Problem set ->
A – List each of the topics that the neuromorphic processing memo says it will try to reverse-engineer.
B – Return everything in the neuromorphic processing memo from "I recently heard" down to "on the right).".

::: Source extract

I recently heard about Neuromorphic Processing Units, or NPUs, while discussing Neuralink.
Those NPUs have nothing to do with Quantum computing, but I thought it would be interesting to spend a bit of time getting inspired with a new processing architecture. And as a matter of fact, one of the leading IC vendors in this domain is a Dutch company called Innatera. Innatera’s latest IC, Pulsar, is based on low-power Spiking Neural Networks (see the picture on the right).
In this memo, I will try to reverse-engineer as much information as possible about how those Neuromorphic ICs are architected, how the Spiking Neural Networks are designed, and what software stack is exposed to program those devices.
Hardware Architecture Link to heading
This is an attempt to redraw the architecture diagram for the Pulsar IC (original image, complemented with insights from the white paper):

I do like the idea of using a RISC-V CPU - that’s a clear sign that the team at Innatera is making the right day-one architecture decision. In one of the diagrams from Innatera’s earlier T1 chip, the RISC-V CPU is bundled with a F extension (Floating-Point computation support).

::::::
::: Dataset entries

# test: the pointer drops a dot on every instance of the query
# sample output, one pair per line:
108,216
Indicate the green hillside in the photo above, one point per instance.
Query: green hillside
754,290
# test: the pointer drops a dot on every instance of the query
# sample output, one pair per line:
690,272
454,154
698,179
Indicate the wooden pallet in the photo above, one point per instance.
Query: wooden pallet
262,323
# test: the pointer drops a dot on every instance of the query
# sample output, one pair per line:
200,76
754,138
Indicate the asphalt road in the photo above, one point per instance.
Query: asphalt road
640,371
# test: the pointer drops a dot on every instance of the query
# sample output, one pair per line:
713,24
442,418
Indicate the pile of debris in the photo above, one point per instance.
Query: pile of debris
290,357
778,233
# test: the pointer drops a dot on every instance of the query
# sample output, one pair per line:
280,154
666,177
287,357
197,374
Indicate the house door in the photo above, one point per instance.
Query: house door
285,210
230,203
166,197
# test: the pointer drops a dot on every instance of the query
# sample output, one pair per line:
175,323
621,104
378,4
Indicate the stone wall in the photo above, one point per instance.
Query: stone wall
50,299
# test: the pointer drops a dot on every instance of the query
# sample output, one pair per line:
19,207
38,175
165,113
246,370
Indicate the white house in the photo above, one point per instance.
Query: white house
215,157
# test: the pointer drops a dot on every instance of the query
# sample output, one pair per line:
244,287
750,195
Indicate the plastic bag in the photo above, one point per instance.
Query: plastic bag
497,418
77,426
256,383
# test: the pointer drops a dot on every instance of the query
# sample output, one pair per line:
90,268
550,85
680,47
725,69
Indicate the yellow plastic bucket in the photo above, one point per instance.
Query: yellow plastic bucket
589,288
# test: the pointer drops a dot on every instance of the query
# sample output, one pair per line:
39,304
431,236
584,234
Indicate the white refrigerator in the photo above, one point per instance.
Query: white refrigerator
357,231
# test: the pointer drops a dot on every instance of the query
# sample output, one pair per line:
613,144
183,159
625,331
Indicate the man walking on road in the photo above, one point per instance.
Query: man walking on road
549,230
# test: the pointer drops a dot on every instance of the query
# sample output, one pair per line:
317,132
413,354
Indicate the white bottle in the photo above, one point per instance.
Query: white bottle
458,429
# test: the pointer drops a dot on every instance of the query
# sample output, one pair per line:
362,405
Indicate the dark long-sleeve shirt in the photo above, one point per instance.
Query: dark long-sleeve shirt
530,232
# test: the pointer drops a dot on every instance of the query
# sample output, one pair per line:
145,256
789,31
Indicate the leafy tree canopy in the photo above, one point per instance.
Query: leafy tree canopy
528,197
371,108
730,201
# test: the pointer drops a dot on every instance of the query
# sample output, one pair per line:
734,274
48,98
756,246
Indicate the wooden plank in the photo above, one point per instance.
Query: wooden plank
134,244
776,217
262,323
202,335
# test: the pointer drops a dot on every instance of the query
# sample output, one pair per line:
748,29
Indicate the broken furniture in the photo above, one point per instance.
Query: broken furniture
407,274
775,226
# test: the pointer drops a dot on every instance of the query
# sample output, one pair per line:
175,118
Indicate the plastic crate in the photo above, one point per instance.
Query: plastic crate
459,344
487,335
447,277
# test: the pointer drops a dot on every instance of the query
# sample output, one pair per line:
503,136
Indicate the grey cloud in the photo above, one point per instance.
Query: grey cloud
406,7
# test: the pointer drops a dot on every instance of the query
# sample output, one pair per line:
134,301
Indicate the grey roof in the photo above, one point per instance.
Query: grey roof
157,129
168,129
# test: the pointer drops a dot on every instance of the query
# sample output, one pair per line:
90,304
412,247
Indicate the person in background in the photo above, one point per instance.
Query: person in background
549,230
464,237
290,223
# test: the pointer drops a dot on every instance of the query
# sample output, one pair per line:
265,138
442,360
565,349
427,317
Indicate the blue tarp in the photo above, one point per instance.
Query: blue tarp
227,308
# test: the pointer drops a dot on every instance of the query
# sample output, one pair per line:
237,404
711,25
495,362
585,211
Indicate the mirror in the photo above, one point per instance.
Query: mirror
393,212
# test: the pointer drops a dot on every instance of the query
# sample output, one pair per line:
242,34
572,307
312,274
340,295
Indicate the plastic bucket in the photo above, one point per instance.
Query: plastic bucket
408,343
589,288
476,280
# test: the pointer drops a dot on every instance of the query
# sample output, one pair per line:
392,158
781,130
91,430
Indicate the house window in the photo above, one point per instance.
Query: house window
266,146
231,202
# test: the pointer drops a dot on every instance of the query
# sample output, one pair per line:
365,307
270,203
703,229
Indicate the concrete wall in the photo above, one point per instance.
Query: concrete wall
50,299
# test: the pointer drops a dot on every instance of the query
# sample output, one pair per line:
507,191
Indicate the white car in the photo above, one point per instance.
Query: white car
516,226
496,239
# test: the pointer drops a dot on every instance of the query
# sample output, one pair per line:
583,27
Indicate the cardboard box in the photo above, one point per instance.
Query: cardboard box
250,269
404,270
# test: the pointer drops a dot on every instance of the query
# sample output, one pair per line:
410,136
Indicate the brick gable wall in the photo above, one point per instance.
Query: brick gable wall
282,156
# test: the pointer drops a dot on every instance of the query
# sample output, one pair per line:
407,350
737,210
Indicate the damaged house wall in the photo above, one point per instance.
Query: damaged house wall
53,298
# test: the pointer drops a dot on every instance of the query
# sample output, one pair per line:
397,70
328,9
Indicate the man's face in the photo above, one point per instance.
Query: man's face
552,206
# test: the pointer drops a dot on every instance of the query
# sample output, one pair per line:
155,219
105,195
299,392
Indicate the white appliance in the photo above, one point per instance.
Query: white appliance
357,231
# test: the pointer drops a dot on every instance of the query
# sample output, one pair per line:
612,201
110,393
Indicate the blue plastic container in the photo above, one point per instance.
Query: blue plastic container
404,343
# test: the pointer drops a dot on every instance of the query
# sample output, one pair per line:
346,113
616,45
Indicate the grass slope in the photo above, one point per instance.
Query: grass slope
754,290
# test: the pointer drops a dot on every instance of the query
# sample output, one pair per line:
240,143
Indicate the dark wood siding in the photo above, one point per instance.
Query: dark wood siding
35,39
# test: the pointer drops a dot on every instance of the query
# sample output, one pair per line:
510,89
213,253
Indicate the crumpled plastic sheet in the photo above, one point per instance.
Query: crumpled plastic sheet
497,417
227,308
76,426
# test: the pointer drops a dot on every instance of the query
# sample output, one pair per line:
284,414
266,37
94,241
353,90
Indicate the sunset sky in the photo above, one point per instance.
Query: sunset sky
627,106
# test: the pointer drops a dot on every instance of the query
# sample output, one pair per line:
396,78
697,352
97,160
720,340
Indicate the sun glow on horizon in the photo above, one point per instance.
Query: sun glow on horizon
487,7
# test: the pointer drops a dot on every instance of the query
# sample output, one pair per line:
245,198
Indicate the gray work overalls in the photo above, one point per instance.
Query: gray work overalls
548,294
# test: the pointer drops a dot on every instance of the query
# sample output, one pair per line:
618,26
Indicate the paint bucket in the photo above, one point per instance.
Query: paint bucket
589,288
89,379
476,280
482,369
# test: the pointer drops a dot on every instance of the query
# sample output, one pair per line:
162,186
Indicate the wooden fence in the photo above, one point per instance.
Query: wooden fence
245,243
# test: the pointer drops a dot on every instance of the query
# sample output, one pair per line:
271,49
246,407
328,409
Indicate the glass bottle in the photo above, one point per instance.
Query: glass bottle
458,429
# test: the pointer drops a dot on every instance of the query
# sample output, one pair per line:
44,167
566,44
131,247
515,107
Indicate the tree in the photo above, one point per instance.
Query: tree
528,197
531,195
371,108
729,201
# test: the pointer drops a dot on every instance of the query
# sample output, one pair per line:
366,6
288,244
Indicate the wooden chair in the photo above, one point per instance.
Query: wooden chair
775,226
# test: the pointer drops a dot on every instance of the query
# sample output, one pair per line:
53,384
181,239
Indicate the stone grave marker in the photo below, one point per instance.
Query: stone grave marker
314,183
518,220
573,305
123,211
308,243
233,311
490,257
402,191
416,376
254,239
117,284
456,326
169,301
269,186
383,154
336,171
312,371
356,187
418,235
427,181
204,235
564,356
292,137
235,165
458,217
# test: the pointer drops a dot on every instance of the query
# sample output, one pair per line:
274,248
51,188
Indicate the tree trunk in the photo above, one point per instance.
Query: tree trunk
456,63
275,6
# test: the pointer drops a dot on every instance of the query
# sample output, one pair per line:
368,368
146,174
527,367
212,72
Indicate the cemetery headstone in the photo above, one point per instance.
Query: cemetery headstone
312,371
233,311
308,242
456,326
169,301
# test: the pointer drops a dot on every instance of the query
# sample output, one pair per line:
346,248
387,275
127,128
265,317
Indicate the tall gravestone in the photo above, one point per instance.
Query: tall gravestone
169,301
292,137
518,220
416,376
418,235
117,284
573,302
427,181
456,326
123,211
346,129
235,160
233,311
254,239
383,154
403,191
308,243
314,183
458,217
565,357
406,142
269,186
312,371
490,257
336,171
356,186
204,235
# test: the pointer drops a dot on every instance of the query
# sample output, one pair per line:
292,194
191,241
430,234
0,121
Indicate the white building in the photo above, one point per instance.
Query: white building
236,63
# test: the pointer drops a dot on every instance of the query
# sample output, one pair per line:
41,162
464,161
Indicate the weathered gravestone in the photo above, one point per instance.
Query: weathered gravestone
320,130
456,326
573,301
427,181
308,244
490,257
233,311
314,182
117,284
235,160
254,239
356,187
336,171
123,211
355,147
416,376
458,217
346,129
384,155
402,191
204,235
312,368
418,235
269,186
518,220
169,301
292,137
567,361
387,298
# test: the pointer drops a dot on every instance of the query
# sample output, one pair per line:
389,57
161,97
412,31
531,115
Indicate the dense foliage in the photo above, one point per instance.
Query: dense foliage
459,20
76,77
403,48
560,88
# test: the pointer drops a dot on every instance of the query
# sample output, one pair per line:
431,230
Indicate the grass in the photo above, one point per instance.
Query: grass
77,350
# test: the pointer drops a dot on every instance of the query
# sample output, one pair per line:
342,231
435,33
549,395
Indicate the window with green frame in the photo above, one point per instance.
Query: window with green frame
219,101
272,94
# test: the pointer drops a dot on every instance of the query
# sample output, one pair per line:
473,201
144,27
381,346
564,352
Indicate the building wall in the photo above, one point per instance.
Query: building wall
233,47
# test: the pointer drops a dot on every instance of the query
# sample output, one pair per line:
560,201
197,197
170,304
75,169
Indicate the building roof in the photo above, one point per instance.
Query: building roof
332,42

::::::
::: Dataset entries

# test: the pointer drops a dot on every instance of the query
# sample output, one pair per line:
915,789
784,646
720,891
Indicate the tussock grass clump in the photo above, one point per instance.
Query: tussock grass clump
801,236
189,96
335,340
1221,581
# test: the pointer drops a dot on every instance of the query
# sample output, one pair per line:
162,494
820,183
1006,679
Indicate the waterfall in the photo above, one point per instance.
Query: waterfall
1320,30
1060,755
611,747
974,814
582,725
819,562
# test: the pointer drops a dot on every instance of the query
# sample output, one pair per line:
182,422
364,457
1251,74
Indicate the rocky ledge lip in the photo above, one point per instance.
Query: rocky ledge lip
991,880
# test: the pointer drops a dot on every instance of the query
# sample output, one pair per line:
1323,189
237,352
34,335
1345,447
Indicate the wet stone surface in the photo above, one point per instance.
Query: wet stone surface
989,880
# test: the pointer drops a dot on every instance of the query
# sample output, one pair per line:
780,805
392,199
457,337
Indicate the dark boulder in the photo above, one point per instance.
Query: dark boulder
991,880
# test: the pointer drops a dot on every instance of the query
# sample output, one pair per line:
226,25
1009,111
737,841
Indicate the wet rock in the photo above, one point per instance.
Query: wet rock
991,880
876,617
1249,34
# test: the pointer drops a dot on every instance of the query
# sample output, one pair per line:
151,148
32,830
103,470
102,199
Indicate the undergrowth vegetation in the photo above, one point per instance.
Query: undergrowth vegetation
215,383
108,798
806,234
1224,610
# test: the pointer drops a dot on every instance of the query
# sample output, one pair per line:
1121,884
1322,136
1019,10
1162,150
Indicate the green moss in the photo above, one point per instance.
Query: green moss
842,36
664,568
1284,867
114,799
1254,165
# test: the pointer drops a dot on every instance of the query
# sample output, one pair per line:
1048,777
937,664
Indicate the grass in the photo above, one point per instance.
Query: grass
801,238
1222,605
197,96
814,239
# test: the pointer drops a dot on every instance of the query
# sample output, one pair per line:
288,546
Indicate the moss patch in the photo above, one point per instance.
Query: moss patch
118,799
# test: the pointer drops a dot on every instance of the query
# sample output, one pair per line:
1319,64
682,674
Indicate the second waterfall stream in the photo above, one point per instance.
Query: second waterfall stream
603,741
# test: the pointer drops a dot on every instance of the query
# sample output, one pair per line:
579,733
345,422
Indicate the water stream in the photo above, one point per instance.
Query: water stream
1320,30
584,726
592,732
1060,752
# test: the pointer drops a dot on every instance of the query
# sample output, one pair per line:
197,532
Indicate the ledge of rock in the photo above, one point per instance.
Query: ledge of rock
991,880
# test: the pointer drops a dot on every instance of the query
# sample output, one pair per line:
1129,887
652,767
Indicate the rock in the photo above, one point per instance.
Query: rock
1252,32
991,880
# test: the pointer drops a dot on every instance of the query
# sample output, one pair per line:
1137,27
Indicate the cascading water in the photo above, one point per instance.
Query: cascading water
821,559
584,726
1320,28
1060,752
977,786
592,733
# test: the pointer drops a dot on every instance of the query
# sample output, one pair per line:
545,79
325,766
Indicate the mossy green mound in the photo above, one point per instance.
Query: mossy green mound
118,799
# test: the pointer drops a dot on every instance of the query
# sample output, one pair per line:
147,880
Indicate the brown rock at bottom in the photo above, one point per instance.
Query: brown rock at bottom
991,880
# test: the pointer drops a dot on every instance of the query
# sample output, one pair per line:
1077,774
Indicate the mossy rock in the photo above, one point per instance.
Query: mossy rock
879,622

::::::

Answers to the problems ->
A –
- How Neuromorphic ICs are architected
- How the Spiking Neural Networks are designed
- What software stack is exposed to program those devices

B –
I recently heard about Neuromorphic Processing Units, or NPUs, while discussing Neuralink.
Those NPUs have nothing to do with Quantum computing, but I thought it would be interesting to spend a bit of time getting inspired with a new processing architecture. And as a matter of fact, one of the leading IC vendors in this domain is a Dutch company called Innatera. Innatera’s latest IC, Pulsar, is based on low-power Spiking Neural Networks (see the picture on the right).